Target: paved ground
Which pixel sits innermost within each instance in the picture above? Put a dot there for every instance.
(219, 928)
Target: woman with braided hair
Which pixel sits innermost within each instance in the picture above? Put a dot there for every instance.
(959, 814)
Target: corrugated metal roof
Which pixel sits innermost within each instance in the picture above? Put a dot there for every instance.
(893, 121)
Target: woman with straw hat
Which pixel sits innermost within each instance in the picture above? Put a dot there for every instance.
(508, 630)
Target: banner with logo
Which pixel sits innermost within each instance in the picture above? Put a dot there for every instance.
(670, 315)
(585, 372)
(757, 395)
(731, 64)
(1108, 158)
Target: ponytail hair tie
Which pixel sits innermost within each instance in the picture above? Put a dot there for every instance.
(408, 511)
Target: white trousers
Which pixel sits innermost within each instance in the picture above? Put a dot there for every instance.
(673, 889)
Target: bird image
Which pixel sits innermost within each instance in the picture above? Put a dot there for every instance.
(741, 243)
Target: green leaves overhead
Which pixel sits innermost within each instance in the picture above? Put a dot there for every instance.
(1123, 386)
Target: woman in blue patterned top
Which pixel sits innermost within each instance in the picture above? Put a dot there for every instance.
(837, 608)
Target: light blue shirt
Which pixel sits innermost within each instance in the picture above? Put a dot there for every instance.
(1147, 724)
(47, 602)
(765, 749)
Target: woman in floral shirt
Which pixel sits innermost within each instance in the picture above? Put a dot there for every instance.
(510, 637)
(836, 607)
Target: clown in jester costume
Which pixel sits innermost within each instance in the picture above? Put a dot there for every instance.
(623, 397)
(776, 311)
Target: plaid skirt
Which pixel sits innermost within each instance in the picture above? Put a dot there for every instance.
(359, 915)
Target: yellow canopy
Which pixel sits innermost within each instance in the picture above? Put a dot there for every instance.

========

- PROBLEM TO SOLVE
Extract all the material, leaving every line as it is.

- REPLY
Target: paved ground
Which pixel sits innermost within each instance in the picture above? Put a dot there for every instance.
(219, 928)
Target: woman with braided hair
Which pixel sits innermost within each instance in the picture above? Put a dot there for every instance.
(959, 814)
Target: corrugated metal roof
Which pixel sits innermost within each instance in the picture above? Put a dot there for every instance.
(893, 121)
Target: woman with straw hat
Which pixel sits innermost within each instance in the picture above? Put a dot there for every instance.
(508, 630)
Target: banner with logo
Which pixel sits innermost within each instance in the picture above? Put a dot there for every instance.
(670, 315)
(585, 372)
(757, 395)
(731, 64)
(1108, 158)
Target: ponytail hair tie
Which pixel sits innermost within each instance in the picture above? Put a dot there for every instance.
(408, 511)
Target: white trousers
Which pixel sits innermost within each instance in the picture above? Put a dot there for every instance.
(673, 889)
Target: bird image
Which pixel sits innermost within each instance in the picture above? Put a dot there for every instance.
(741, 243)
Target: green leaves overhead
Which pixel sits innermost within each instance in the picture above? Put a dot there for every instance.
(1123, 386)
Target: woman in blue patterned top
Which pixel sits innermost within each instance in the picture above? Put a dot there for every instance.
(837, 608)
Target: light blue shirt
Which pixel sits innermost within each instance in the picture above? Put a dot there for every instance.
(1147, 724)
(47, 602)
(765, 749)
Target: woman in floral shirt
Which pixel sits innermost within each instance in the picture above? Put a dot there for every instance.
(510, 637)
(836, 607)
Target: clown in jester costume
Which pixel sits innermost within each instance in the picture above? Put a dot there for every instance.
(623, 397)
(776, 311)
Target: plaid skirt
Which pixel sits innermost within each instance in the picture above? Put a dot there for every instance.
(359, 915)
Target: yellow canopy
Which pixel sits innermost within each instance in the picture above? Put a dot there for every instance.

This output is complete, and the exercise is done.